-- To do --
The expected output is each line in the data below that includes the string "positive".

=-=-=-=-=

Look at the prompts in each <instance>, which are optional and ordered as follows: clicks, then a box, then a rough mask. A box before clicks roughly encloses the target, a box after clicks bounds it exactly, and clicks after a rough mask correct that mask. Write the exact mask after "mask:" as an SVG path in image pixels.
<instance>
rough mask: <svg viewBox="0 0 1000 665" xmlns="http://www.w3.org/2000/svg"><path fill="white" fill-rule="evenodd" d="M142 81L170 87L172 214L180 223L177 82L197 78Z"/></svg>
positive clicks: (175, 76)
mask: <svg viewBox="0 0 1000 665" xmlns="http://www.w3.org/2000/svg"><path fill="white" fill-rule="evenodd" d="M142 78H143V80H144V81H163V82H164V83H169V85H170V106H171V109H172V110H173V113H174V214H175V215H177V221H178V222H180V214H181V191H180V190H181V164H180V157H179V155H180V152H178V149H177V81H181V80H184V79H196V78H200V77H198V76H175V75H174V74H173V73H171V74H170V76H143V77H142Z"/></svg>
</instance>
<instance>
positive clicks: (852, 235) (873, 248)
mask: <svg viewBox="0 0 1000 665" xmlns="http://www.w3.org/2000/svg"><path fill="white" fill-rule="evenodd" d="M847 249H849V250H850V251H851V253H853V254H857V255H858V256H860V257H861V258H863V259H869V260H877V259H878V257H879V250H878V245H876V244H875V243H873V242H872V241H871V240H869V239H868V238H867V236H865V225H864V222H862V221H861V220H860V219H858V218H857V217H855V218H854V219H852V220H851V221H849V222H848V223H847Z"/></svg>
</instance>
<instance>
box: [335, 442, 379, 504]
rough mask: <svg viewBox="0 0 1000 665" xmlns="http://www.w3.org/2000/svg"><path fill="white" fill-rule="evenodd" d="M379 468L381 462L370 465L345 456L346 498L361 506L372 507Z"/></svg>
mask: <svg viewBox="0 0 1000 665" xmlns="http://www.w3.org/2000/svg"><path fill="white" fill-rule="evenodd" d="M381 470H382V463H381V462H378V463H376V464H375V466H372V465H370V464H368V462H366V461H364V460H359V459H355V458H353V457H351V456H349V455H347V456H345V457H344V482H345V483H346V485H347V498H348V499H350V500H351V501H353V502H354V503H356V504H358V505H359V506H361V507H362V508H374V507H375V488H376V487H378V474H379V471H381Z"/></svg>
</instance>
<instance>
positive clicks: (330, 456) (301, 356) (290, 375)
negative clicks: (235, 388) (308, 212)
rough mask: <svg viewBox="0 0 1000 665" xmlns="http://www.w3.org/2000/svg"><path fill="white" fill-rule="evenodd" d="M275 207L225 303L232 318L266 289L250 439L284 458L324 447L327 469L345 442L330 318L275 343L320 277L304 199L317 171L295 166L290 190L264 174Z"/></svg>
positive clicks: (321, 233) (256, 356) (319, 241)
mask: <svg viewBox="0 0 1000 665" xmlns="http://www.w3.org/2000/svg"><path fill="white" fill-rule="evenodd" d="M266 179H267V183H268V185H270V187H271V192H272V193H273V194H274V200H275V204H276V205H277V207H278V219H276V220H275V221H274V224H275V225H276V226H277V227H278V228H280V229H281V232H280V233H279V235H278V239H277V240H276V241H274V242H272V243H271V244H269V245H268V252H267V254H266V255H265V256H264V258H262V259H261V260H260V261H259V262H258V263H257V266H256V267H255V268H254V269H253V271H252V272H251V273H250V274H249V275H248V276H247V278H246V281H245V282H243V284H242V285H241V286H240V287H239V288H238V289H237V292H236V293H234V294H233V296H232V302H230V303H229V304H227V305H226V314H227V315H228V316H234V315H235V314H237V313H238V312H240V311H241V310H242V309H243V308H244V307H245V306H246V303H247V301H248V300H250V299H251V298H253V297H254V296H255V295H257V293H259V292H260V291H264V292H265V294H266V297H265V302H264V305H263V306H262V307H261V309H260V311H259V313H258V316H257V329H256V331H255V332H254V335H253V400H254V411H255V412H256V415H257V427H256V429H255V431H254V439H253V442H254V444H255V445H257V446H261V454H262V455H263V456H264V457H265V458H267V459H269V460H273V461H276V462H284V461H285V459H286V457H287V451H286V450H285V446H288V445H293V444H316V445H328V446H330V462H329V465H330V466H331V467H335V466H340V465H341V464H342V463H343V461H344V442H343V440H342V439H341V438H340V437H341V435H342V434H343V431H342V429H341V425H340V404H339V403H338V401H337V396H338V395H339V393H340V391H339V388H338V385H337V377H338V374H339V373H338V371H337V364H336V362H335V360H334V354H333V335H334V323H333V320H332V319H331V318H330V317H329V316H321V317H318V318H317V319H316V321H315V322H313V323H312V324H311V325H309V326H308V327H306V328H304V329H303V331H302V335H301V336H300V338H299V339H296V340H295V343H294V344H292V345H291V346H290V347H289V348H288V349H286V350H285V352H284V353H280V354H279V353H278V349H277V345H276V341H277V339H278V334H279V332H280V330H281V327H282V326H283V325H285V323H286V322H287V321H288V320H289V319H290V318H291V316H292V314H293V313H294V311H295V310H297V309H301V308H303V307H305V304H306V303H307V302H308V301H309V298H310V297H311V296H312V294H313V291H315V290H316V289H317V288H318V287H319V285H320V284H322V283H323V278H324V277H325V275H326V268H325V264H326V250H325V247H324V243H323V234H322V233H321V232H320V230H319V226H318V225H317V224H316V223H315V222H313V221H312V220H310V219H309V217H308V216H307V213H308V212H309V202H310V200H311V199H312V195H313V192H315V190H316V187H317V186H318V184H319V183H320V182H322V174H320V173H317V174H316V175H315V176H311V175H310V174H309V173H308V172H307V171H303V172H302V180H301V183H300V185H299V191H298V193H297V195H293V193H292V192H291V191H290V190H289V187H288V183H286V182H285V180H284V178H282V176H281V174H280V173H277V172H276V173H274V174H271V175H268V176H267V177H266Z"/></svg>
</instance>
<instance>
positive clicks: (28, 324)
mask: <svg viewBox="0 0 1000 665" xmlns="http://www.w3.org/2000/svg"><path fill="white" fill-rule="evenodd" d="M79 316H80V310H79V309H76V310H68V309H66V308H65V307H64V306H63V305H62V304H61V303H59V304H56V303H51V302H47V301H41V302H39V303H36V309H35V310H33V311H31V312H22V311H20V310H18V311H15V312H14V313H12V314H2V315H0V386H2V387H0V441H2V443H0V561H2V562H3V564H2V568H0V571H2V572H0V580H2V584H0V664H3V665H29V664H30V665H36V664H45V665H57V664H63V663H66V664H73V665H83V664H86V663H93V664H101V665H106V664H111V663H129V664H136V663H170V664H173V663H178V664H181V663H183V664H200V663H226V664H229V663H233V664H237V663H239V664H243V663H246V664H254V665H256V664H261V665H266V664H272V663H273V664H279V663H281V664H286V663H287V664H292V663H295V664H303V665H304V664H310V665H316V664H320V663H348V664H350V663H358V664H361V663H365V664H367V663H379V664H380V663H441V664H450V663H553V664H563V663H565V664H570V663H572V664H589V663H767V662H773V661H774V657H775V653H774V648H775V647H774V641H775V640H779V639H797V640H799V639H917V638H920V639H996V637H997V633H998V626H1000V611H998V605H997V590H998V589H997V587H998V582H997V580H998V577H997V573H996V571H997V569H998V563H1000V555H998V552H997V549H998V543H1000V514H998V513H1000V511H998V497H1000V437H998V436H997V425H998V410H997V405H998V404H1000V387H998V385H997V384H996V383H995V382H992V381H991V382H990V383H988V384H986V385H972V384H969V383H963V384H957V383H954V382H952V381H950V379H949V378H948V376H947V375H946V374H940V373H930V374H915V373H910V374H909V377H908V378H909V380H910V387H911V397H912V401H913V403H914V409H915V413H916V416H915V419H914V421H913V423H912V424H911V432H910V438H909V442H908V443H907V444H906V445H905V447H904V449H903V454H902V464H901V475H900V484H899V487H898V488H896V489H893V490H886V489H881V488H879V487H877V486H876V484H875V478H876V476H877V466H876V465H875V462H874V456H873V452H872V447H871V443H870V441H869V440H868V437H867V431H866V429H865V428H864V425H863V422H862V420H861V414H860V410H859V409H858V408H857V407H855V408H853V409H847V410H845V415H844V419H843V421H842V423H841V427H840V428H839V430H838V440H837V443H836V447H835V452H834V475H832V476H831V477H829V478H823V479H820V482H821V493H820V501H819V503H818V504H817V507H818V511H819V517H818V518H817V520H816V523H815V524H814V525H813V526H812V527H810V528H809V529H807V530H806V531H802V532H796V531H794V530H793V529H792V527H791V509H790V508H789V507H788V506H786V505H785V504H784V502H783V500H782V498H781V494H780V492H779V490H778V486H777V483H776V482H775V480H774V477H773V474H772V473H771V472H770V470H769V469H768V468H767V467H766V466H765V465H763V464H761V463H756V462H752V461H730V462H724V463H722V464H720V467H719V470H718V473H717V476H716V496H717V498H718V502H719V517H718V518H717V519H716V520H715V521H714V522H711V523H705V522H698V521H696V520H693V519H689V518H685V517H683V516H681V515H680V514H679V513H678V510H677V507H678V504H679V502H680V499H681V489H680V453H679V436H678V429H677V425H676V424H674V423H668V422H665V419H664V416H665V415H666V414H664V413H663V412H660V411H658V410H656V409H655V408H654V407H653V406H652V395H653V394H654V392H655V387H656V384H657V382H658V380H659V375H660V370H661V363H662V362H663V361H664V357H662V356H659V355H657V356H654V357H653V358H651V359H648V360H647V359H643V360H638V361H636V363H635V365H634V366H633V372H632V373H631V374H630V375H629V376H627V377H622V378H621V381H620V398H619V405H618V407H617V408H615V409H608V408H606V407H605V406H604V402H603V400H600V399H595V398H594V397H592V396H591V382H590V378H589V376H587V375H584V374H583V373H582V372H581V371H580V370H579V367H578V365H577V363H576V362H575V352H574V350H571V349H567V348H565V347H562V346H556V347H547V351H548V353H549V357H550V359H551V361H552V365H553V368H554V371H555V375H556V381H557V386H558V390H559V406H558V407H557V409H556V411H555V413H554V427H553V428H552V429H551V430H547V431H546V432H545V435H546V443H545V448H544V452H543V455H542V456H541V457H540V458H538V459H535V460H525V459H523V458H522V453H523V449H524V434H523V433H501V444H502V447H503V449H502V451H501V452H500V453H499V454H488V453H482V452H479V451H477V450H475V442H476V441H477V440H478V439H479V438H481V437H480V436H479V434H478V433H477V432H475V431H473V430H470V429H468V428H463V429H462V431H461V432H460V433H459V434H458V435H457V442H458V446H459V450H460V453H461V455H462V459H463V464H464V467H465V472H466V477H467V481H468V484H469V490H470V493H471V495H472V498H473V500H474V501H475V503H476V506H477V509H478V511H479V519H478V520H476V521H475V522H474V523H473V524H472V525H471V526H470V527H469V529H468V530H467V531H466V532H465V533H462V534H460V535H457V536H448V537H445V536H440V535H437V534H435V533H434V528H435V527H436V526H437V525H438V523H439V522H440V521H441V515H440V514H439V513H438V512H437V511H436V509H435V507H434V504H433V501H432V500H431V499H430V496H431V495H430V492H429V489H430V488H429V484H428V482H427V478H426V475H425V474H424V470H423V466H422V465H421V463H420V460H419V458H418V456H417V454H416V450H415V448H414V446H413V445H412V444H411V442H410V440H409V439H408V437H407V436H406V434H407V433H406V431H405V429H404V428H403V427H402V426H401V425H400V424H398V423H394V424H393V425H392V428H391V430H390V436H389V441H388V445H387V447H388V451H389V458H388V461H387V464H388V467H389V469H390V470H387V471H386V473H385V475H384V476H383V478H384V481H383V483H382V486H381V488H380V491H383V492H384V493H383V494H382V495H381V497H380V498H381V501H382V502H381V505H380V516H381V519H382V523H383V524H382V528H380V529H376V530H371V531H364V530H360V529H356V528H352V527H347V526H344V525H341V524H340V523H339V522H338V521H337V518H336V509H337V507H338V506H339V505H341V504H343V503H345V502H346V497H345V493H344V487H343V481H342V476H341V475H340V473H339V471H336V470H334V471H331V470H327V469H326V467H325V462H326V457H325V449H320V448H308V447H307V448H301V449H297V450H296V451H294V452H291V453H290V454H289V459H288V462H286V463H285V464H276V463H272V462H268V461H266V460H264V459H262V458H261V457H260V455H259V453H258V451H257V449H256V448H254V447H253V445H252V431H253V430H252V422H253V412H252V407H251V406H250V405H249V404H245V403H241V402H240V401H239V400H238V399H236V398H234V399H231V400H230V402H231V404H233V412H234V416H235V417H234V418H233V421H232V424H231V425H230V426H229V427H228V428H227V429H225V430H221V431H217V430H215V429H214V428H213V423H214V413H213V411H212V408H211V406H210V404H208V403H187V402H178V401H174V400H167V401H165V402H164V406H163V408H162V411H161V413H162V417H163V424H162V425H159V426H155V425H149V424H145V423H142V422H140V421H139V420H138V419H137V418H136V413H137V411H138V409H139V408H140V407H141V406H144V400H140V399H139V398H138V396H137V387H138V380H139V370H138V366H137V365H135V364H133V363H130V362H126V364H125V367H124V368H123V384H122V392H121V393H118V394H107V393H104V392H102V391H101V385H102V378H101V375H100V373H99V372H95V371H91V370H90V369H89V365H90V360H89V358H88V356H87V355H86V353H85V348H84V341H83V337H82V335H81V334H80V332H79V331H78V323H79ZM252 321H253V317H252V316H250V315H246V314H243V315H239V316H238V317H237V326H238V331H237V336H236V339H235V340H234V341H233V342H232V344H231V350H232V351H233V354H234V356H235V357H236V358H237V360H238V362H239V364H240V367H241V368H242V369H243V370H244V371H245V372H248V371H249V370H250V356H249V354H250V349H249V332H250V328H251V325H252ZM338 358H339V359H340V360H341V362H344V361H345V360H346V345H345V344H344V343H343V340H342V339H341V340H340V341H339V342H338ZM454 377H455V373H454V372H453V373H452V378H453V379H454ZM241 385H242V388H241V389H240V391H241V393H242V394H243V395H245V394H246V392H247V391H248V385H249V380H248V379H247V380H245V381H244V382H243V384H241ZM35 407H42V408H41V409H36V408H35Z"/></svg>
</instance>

=-=-=-=-=

-- Exercise solution --
positive clicks: (175, 76)
positive clicks: (852, 235) (873, 248)
positive clicks: (330, 456) (301, 356) (290, 375)
positive clicks: (321, 233) (256, 356) (319, 241)
positive clicks: (28, 324)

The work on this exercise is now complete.